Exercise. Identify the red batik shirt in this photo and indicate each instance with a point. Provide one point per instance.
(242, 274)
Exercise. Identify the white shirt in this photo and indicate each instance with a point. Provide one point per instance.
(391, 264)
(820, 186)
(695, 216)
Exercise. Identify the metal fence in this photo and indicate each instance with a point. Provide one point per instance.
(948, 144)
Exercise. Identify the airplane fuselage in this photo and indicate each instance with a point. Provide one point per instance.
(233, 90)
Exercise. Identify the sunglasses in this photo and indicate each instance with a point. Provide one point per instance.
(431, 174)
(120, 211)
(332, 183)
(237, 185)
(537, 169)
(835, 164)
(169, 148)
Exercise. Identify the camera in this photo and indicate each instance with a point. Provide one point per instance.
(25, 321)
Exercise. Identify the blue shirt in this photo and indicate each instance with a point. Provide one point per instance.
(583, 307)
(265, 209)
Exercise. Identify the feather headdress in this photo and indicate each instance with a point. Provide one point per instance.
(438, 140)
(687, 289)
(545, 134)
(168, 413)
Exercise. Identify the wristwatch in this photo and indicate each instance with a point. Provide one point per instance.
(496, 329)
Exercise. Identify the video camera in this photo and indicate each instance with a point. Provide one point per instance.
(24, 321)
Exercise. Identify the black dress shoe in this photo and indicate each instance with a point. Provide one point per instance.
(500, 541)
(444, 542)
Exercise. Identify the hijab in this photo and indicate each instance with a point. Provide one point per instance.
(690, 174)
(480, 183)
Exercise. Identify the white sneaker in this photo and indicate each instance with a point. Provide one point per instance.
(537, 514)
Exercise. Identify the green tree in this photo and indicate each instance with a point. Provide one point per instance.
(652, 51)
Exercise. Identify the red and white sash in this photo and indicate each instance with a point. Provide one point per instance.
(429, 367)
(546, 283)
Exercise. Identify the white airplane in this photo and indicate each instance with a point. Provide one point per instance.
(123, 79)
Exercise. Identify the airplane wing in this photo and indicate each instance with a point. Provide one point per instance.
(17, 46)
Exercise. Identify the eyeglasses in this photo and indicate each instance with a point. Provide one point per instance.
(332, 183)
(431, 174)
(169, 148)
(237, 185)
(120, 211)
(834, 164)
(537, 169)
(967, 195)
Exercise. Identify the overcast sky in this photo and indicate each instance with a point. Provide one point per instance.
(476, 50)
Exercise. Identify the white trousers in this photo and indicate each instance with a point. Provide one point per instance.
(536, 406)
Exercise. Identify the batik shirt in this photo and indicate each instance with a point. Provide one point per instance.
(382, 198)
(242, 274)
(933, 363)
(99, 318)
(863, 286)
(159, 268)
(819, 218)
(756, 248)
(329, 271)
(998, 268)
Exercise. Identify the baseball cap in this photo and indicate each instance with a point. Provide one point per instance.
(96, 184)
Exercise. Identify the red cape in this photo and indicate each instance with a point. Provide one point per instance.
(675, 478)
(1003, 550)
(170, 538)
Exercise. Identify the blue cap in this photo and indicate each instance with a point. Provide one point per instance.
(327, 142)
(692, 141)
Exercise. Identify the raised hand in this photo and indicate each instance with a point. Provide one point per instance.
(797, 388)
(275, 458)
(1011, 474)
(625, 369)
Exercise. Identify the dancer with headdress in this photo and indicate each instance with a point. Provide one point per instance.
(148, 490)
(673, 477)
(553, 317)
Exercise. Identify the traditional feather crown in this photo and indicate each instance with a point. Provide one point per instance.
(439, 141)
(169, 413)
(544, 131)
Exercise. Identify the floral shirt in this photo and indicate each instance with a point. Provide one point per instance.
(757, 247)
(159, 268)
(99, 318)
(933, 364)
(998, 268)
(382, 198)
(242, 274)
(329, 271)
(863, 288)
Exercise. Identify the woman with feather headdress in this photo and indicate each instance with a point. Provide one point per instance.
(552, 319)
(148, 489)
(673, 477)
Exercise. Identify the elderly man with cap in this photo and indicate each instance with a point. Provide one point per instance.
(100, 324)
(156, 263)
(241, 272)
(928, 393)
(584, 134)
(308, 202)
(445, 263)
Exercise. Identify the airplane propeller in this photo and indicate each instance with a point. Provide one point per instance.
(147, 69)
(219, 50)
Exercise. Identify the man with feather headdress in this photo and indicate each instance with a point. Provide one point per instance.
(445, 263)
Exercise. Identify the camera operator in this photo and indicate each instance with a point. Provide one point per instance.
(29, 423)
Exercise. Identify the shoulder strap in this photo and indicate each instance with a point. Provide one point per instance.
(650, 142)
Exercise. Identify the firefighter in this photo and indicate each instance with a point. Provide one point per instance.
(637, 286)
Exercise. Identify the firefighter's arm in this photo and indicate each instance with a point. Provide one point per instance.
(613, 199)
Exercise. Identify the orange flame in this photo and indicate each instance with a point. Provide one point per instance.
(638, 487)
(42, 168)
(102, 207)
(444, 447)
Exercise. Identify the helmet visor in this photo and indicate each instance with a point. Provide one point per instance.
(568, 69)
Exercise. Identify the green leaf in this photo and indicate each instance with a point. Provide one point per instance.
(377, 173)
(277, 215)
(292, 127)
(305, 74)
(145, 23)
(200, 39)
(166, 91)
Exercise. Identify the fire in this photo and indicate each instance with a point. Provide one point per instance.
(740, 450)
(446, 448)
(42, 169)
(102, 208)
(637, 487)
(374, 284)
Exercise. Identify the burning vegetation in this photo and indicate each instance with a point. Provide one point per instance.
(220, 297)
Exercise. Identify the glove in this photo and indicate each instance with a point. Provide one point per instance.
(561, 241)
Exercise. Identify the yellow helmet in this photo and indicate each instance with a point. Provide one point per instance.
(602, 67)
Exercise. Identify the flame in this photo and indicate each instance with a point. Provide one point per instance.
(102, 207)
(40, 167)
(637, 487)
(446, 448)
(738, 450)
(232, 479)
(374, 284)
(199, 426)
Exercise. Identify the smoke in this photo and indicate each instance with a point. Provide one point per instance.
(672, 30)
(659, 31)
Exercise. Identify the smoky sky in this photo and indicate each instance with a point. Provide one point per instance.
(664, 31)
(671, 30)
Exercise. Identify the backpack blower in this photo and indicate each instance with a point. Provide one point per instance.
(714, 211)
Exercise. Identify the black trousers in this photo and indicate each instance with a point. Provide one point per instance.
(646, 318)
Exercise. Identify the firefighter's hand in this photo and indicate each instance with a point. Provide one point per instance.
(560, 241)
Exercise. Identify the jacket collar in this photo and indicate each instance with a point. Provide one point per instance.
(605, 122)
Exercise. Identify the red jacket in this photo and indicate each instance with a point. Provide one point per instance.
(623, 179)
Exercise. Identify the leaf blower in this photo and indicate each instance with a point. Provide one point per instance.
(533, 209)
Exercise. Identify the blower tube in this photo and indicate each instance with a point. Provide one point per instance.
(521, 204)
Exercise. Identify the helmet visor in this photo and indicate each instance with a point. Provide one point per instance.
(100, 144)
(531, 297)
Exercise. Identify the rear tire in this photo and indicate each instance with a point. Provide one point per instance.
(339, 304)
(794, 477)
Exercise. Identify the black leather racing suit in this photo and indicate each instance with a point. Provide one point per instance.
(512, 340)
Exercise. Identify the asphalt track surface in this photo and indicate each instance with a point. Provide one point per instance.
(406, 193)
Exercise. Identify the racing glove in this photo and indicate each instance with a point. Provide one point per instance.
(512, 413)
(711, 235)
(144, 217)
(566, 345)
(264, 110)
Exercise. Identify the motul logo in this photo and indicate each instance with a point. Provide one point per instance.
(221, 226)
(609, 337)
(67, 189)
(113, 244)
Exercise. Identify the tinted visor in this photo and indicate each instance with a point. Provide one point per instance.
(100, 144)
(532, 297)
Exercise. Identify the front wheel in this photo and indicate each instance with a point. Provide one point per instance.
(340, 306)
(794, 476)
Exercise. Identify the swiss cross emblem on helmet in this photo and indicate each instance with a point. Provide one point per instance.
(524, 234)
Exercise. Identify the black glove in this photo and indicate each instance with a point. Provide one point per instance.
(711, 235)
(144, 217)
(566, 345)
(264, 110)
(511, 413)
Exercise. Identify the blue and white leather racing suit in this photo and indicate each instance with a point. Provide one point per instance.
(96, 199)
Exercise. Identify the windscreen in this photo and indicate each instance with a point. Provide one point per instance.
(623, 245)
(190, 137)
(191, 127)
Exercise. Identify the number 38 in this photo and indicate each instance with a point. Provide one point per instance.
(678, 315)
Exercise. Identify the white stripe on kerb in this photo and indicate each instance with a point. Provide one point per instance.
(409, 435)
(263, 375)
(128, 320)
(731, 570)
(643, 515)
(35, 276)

▬▬▬▬▬▬▬▬▬▬

* _EXERCISE OBJECTIVE_: Give the lines of the records from the one containing "Exercise. Identify the white stripe" through the end as a JSON list of strings, one string per line, with blank lines omitted.

* _CORRECT ANSWER_:
[
  "Exercise. Identify the white stripe on kerb in this photo and indicate each instance with a point. Provide one point per instance.",
  "(409, 435)",
  "(263, 375)",
  "(128, 320)",
  "(731, 570)",
  "(643, 515)",
  "(35, 276)"
]